Start of GIVEN TEXT
Senior Salute: Recognizing inspirational members of class of 2021
Resiliency.
Any member of the graduating class of 2021 likely has learned about that.
And many have used the past two years of their high school careers to show their resiliency in incredibly inspirational ways.
So we wanted to lift up some high school seniors who demonstrate a resiliency we all could learn from as they move on to their adult futures.
When we started asking for names, it became clear the hardest part would be determining who to feature.
We learned about students like Elena Lee from Roosevelt High School, who learned how to sew from her grandma so she could make masks for classmates and friends, and works at a math tutoring center helping other students catch up.
End of GIVEN TEXT
Start of PROVIDED DATA
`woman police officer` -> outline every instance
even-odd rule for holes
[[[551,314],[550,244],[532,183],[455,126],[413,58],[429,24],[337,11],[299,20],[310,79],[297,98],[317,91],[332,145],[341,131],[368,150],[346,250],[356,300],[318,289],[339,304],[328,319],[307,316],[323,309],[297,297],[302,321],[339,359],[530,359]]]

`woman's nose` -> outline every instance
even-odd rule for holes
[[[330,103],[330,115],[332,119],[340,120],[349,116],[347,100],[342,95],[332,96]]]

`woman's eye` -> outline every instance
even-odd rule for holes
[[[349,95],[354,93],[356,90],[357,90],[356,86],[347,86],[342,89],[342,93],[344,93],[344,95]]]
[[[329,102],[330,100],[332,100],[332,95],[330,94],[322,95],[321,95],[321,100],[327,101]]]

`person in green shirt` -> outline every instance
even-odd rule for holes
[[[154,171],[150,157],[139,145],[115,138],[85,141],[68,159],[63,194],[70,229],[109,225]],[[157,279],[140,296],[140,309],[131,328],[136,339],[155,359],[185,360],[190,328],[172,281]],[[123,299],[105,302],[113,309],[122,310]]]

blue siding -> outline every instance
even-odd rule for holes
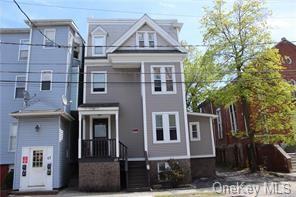
[[[3,42],[20,42],[20,39],[29,39],[29,33],[0,34]],[[18,45],[0,44],[0,70],[26,71],[26,61],[18,61]],[[0,80],[15,81],[16,73],[0,73]],[[12,122],[16,122],[9,113],[22,108],[23,100],[14,99],[15,83],[0,83],[0,164],[13,164],[14,152],[8,152],[9,129]]]

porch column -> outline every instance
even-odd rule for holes
[[[81,114],[78,115],[78,159],[81,158]]]
[[[116,122],[116,126],[115,126],[115,130],[116,130],[116,157],[119,157],[119,128],[118,128],[118,111],[115,113],[115,122]]]

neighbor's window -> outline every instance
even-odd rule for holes
[[[153,112],[154,143],[179,142],[178,113]]]
[[[26,76],[16,76],[14,98],[24,98]]]
[[[16,150],[16,137],[17,137],[17,123],[12,123],[10,125],[9,131],[9,143],[8,150],[14,152]]]
[[[44,48],[54,47],[55,44],[55,29],[45,29],[44,30]]]
[[[152,93],[167,94],[176,92],[173,66],[152,66]]]
[[[52,71],[51,70],[41,71],[40,90],[51,90],[51,83],[52,83]]]
[[[93,55],[104,55],[105,54],[105,43],[106,43],[106,36],[94,36],[93,37]]]
[[[92,93],[107,93],[107,72],[91,73]]]
[[[234,104],[231,104],[229,107],[229,116],[230,116],[230,125],[231,131],[237,132],[237,122],[236,122],[236,108]]]
[[[221,109],[218,108],[216,110],[217,117],[217,128],[218,128],[218,138],[223,139],[223,127],[222,127],[222,115],[221,115]]]
[[[156,47],[156,33],[150,31],[137,32],[137,46],[139,48],[155,48]]]
[[[190,122],[190,138],[191,141],[200,141],[200,125],[199,122]]]
[[[19,60],[25,61],[28,59],[28,51],[29,51],[29,39],[20,40],[19,47]]]
[[[166,172],[171,171],[171,167],[168,162],[158,162],[157,172],[159,181],[167,181],[168,177],[165,175]]]

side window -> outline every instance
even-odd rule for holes
[[[152,118],[154,143],[180,141],[178,112],[153,112]]]
[[[45,29],[44,34],[44,48],[52,48],[55,45],[55,29]]]
[[[29,40],[22,39],[20,40],[19,47],[19,61],[26,61],[28,59],[28,51],[29,51]]]
[[[16,150],[16,137],[17,137],[17,123],[12,123],[10,125],[9,143],[8,143],[8,150],[11,152],[14,152]]]
[[[174,66],[152,66],[152,94],[175,94],[176,78]]]
[[[15,80],[14,98],[24,98],[26,76],[18,75]]]
[[[95,71],[91,73],[91,93],[92,94],[107,93],[107,72]]]
[[[106,36],[93,36],[93,55],[94,56],[103,56],[105,55],[106,49]]]
[[[200,141],[200,124],[199,122],[190,122],[190,138],[191,141]]]
[[[44,70],[41,71],[41,91],[51,90],[52,84],[52,71],[51,70]]]

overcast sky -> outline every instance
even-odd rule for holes
[[[232,0],[227,0],[231,3]],[[144,13],[155,19],[178,19],[184,23],[181,40],[188,44],[201,44],[200,16],[203,7],[211,6],[211,0],[18,0],[31,19],[73,19],[86,38],[87,18],[139,18]],[[296,41],[296,0],[267,0],[266,6],[273,15],[268,19],[272,38],[282,37]],[[69,6],[66,9],[52,6]],[[132,12],[132,13],[130,13]],[[0,0],[0,27],[26,27],[25,17],[12,0]]]

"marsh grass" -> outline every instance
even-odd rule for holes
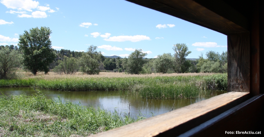
[[[0,87],[34,87],[63,91],[130,90],[142,98],[157,99],[194,98],[204,89],[226,90],[227,88],[226,73],[132,75],[102,72],[88,75],[52,72],[34,76],[21,73],[24,76],[19,79],[0,80]]]
[[[47,99],[42,93],[0,96],[0,136],[82,136],[144,119]]]

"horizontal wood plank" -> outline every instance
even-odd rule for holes
[[[225,131],[262,131],[264,127],[263,107],[264,95],[254,96],[179,136],[220,137],[227,135]],[[232,136],[253,135],[231,135]]]
[[[179,136],[223,136],[225,131],[261,131],[264,95],[253,96]]]
[[[93,136],[178,136],[241,103],[249,96],[248,93],[228,92]]]

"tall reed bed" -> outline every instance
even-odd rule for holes
[[[50,78],[50,76],[43,75],[0,80],[0,87],[32,86],[68,91],[130,90],[138,92],[136,93],[142,97],[155,99],[195,98],[201,91],[199,89],[225,90],[227,88],[226,73],[146,75],[116,73],[125,76],[107,77],[106,73],[101,76],[67,75]]]
[[[103,108],[86,107],[43,94],[0,96],[1,136],[81,136],[145,118]]]

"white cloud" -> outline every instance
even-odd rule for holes
[[[111,34],[109,33],[105,33],[104,34],[105,34],[105,35],[100,35],[100,36],[102,38],[107,38],[110,37],[110,35],[111,35]]]
[[[7,43],[0,43],[0,45],[3,45],[4,46],[6,45],[8,45],[8,44]]]
[[[48,16],[46,13],[44,11],[36,11],[32,13],[31,15],[29,15],[23,14],[21,15],[18,15],[17,17],[31,17],[34,18],[45,18]]]
[[[217,45],[215,42],[196,42],[192,45],[197,47],[202,47],[205,48],[227,47],[227,46],[221,46]]]
[[[123,49],[120,48],[118,48],[115,46],[112,47],[110,45],[104,45],[97,47],[99,48],[103,48],[107,50],[123,50]]]
[[[30,9],[36,8],[39,4],[38,1],[32,0],[1,0],[1,2],[8,8],[31,11]]]
[[[91,34],[92,35],[93,35],[93,36],[94,38],[96,38],[97,37],[100,36],[100,33],[99,33],[98,32],[96,32],[92,33],[90,34]]]
[[[49,7],[45,7],[45,6],[38,6],[37,9],[42,11],[45,11],[46,10],[50,9],[50,8]]]
[[[128,51],[134,51],[135,50],[136,50],[135,48],[125,48],[125,50]]]
[[[159,29],[160,29],[162,28],[166,28],[167,27],[167,26],[166,26],[166,24],[163,24],[163,25],[159,24],[156,26],[156,27],[158,28]]]
[[[48,12],[49,12],[50,13],[53,13],[54,12],[55,12],[56,11],[55,11],[53,9],[50,9],[50,10],[49,10],[49,11],[48,11]]]
[[[142,51],[142,52],[144,53],[146,53],[148,54],[151,54],[152,53],[152,52],[151,52],[151,51]]]
[[[18,15],[17,17],[32,17],[32,16],[28,14],[23,14],[22,15]]]
[[[6,13],[9,13],[11,14],[15,14],[15,13],[18,13],[18,14],[25,14],[27,13],[27,12],[26,11],[15,11],[13,10],[10,10],[10,11],[6,11]]]
[[[84,52],[84,50],[75,50],[75,51],[77,51],[78,52]]]
[[[51,48],[54,49],[62,49],[64,48],[63,47],[57,47],[57,46],[52,46]]]
[[[169,26],[170,28],[172,28],[175,26],[175,25],[174,24],[167,24],[167,26]]]
[[[81,23],[81,24],[79,26],[82,27],[88,28],[89,27],[89,26],[92,25],[92,24],[90,22],[83,22]]]
[[[32,17],[34,18],[45,18],[47,17],[45,12],[39,11],[34,11],[31,15]]]
[[[18,38],[9,38],[9,37],[6,37],[0,35],[0,41],[17,42],[18,41]]]
[[[14,24],[13,22],[7,22],[4,20],[0,19],[0,25],[4,25],[4,24]]]
[[[203,48],[196,48],[195,49],[197,50],[198,51],[202,51],[204,50],[204,49]]]
[[[136,42],[143,40],[150,40],[150,38],[144,35],[136,35],[133,36],[119,36],[110,37],[109,38],[105,38],[104,40],[106,41],[111,41],[123,42],[126,41],[130,41],[132,42]]]
[[[119,57],[128,57],[128,56],[129,55],[129,54],[121,54],[119,55],[119,56],[118,56]]]

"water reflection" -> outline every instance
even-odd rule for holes
[[[175,103],[173,110],[214,96],[226,92],[226,91],[207,91],[207,95],[203,93],[195,99],[142,99],[131,92],[118,91],[89,91],[62,92],[38,89],[50,99],[57,99],[59,96],[63,101],[69,101],[87,106],[102,106],[111,111],[114,109],[119,113],[128,112],[128,104],[130,103],[130,114],[132,116],[138,115],[140,112],[144,116],[149,117],[161,114],[171,110]],[[0,88],[0,91],[4,94],[19,95],[35,93],[30,87]]]

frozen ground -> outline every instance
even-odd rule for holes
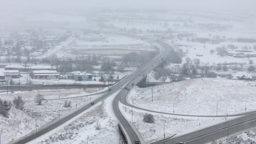
[[[209,144],[248,144],[256,143],[256,128],[253,128],[243,133],[215,141]]]
[[[51,91],[40,91],[33,92],[20,92],[13,94],[1,94],[0,98],[13,99],[17,96],[21,96],[23,99],[34,99],[38,94],[44,95],[44,98],[57,98],[67,97],[74,97],[83,94],[88,94],[100,90],[99,88],[79,89],[61,89]],[[61,116],[67,112],[75,110],[77,106],[89,104],[91,100],[93,100],[100,97],[102,94],[91,95],[91,97],[78,98],[68,99],[71,101],[71,106],[63,106],[66,99],[43,101],[43,104],[38,105],[34,101],[25,101],[23,111],[11,107],[9,110],[9,118],[6,118],[0,116],[0,129],[1,133],[2,143],[8,143],[9,142],[16,140],[36,130],[36,121],[37,128],[52,122],[58,118],[59,113]],[[7,127],[7,125],[8,125]]]
[[[101,104],[37,143],[86,144],[87,140],[88,143],[118,143],[118,123],[107,114],[105,105]]]
[[[151,113],[154,115],[155,122],[148,123],[144,122],[143,119],[145,114],[150,113],[131,109],[121,103],[119,104],[119,107],[126,119],[130,122],[132,122],[133,113],[132,123],[141,134],[146,143],[164,139],[165,122],[166,139],[174,134],[176,134],[176,136],[182,135],[225,121],[224,118],[182,117]]]
[[[117,94],[28,143],[85,144],[87,140],[88,143],[119,143],[118,123],[112,106]],[[101,126],[97,130],[98,124]]]
[[[155,111],[195,115],[225,115],[255,110],[256,82],[198,79],[153,87],[135,87],[127,101]]]
[[[12,81],[14,84],[18,85],[19,82],[21,85],[27,85],[28,81],[31,81],[32,82],[31,85],[51,85],[54,84],[63,84],[63,85],[90,85],[90,84],[101,84],[103,85],[103,82],[99,81],[100,77],[92,77],[93,79],[96,79],[96,81],[75,81],[74,80],[68,80],[68,79],[56,79],[56,80],[48,80],[48,79],[33,79],[32,78],[30,79],[30,74],[29,73],[21,73],[21,77],[20,79],[12,79]],[[122,79],[124,77],[124,73],[118,73],[117,74],[113,75],[113,76],[117,77],[117,75],[119,75],[119,79]],[[109,82],[109,84],[113,84],[114,82]]]
[[[106,50],[108,50],[106,51]],[[155,51],[146,41],[128,37],[101,34],[84,35],[57,53],[58,57],[77,55],[102,55],[120,56],[134,51]]]
[[[229,44],[234,45],[237,46],[238,48],[235,50],[242,50],[242,48],[245,46],[248,47],[251,47],[252,49],[248,50],[249,51],[252,51],[254,53],[255,50],[253,49],[253,46],[255,45],[254,43],[235,43],[235,42],[225,42],[221,43],[218,44],[203,44],[196,42],[188,41],[186,40],[181,40],[178,42],[176,43],[176,45],[177,47],[182,49],[183,52],[188,51],[188,54],[186,55],[185,57],[183,57],[183,63],[185,63],[185,59],[188,57],[191,59],[194,58],[198,58],[200,61],[205,64],[217,64],[222,63],[224,62],[226,63],[248,63],[249,60],[252,59],[254,62],[256,62],[256,57],[244,57],[244,58],[237,58],[234,57],[229,56],[220,56],[217,55],[217,52],[216,49],[218,47],[222,47],[223,46],[226,46]],[[214,52],[213,54],[211,54],[210,51],[213,50]],[[232,51],[229,50],[228,52],[230,53],[237,53],[234,52]],[[249,54],[253,54],[249,53]],[[199,56],[196,55],[202,55],[202,56]]]

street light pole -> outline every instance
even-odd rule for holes
[[[166,121],[165,121],[165,123],[164,124],[164,140],[165,139],[165,123]]]
[[[174,100],[173,100],[173,113],[174,113]]]
[[[77,98],[75,99],[75,109],[77,109]]]
[[[132,107],[132,122],[133,119],[133,107]]]
[[[37,118],[36,118],[36,132],[37,131]]]
[[[60,118],[60,91],[59,91],[59,118]]]
[[[226,109],[227,109],[227,108],[228,108],[228,106],[229,106],[229,105],[227,105],[226,106],[226,118],[225,118],[225,121],[226,120],[226,117],[228,117],[228,113],[226,113]]]
[[[226,113],[226,117],[228,117],[228,113]],[[228,122],[228,137],[229,137],[229,121]]]
[[[216,116],[218,116],[218,102],[216,105]]]
[[[87,144],[88,144],[88,139],[89,139],[89,135],[87,136],[87,142],[86,142]]]
[[[152,87],[152,103],[153,103],[153,87]]]
[[[246,108],[245,108],[245,112],[246,113],[246,105],[247,105],[247,100],[246,100]]]

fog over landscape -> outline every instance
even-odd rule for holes
[[[0,143],[256,143],[255,7],[0,0]]]

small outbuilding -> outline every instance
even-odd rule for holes
[[[33,70],[32,77],[34,79],[59,79],[60,74],[56,70]]]

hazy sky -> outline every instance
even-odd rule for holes
[[[0,0],[1,11],[76,11],[93,8],[236,10],[256,13],[256,0]]]

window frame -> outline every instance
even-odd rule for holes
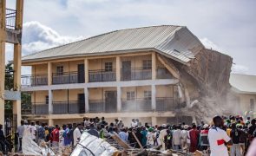
[[[104,70],[105,72],[112,72],[113,71],[113,62],[106,62],[104,63]]]
[[[152,100],[151,90],[144,90],[144,100],[147,100],[147,101]]]
[[[143,60],[142,61],[142,68],[147,69],[152,69],[152,60]]]

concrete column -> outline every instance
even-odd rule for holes
[[[48,104],[48,111],[49,111],[49,114],[53,114],[53,105],[52,105],[52,90],[48,90],[48,97],[49,97],[49,104]]]
[[[5,6],[0,1],[0,124],[4,127],[4,77],[5,77]],[[4,127],[3,127],[4,130]]]
[[[89,113],[89,89],[88,88],[84,88],[84,107],[85,107],[85,113]]]
[[[152,124],[152,127],[154,127],[155,125],[157,125],[157,120],[156,120],[156,117],[151,117],[151,124]]]
[[[50,126],[50,127],[55,127],[53,119],[49,119],[48,120],[48,125]]]
[[[116,56],[116,81],[121,81],[121,61],[120,61],[120,56]]]
[[[152,80],[156,79],[156,54],[152,53]]]
[[[156,91],[155,85],[151,85],[151,108],[153,111],[156,108]]]
[[[52,81],[52,64],[48,62],[47,64],[47,76],[48,76],[48,86],[51,85]]]
[[[121,88],[117,87],[117,112],[121,111]]]
[[[0,124],[4,126],[5,42],[1,42],[0,46]]]
[[[14,44],[14,59],[13,59],[13,88],[16,91],[20,91],[21,88],[21,57],[22,57],[22,46],[20,44]],[[13,101],[13,114],[16,114],[17,125],[20,125],[22,116],[21,116],[21,100]]]
[[[89,60],[87,58],[84,59],[84,81],[89,82]]]

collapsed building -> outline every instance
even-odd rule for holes
[[[23,116],[62,124],[84,116],[149,124],[209,120],[225,112],[232,58],[206,49],[187,27],[105,33],[25,55]]]

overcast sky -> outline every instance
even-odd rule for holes
[[[14,0],[7,3],[15,8]],[[233,72],[256,75],[255,6],[254,0],[24,0],[23,55],[111,30],[172,24],[231,55]]]

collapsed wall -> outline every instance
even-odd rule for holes
[[[201,49],[188,65],[160,56],[174,68],[180,80],[180,103],[186,103],[176,114],[192,116],[194,121],[210,121],[226,110],[232,57],[215,50]],[[172,71],[174,73],[174,71]]]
End of PROVIDED DATA
> **REQUIREMENT 1**:
Reproduce word for word the section of the article about the class of 2021 starting at "Senior Salute: Recognizing" and ending at "students catch up.".
> **REQUIREMENT 2**:
Pick up the article about the class of 2021 after its last sentence and carry it on.

> **ANSWER SECTION 1**:
Senior Salute: Recognizing inspirational members of class of 2021
Resiliency.
Any member of the graduating class of 2021 likely has learned about that.
And many have used the past two years of their high school careers to show their resiliency in incredibly inspirational ways.
So we wanted to lift up some high school seniors who demonstrate a resiliency we all could learn from as they move on to their adult futures.
When we started asking for names, it became clear the hardest part would be determining who to feature.
We learned about students like Elena Lee from Roosevelt High School, who learned how to sew from her grandma so she could make masks for classmates and friends, and works at a math tutoring center helping other students catch up.

> **ANSWER SECTION 2**:
We learned about Mason Endsley, a Lincoln High School senior who shocked his family by landing a full-time job before graduating. His COVID experience included being part of Camp Judson during its outbreak, which meant he became the only person on the Lincoln drum line not quarantined for the homecoming show. An internship started this year at Real Property Management Express already led to a promotion as a property management associate, which will become his job after graduation.

And there are so many more. Meet some members of the class of 2021 who will leave you inspired and convinced the future is in good hands.
Jessica Kruse, O’Gorman High School
If you didn’t know anything else about Jessica Kruse, her high school record would impress on its own: She has taken advanced placement classes for the past several years, written for the school newspaper, played so many instruments it’s hard to keep track of and recently taken up powerlifting.

“My interests are kind of everywhere,” she said.
When you learn what else she has had to deal with in her 18 years, her success becomes even more admirable.
“I’ve been very school-oriented. My dad was the complete opposite and wanted me to do better than he did,” she said.
Kruse is a self-described “Daddy’s girl.” She calls her father, Stephen, her best friend.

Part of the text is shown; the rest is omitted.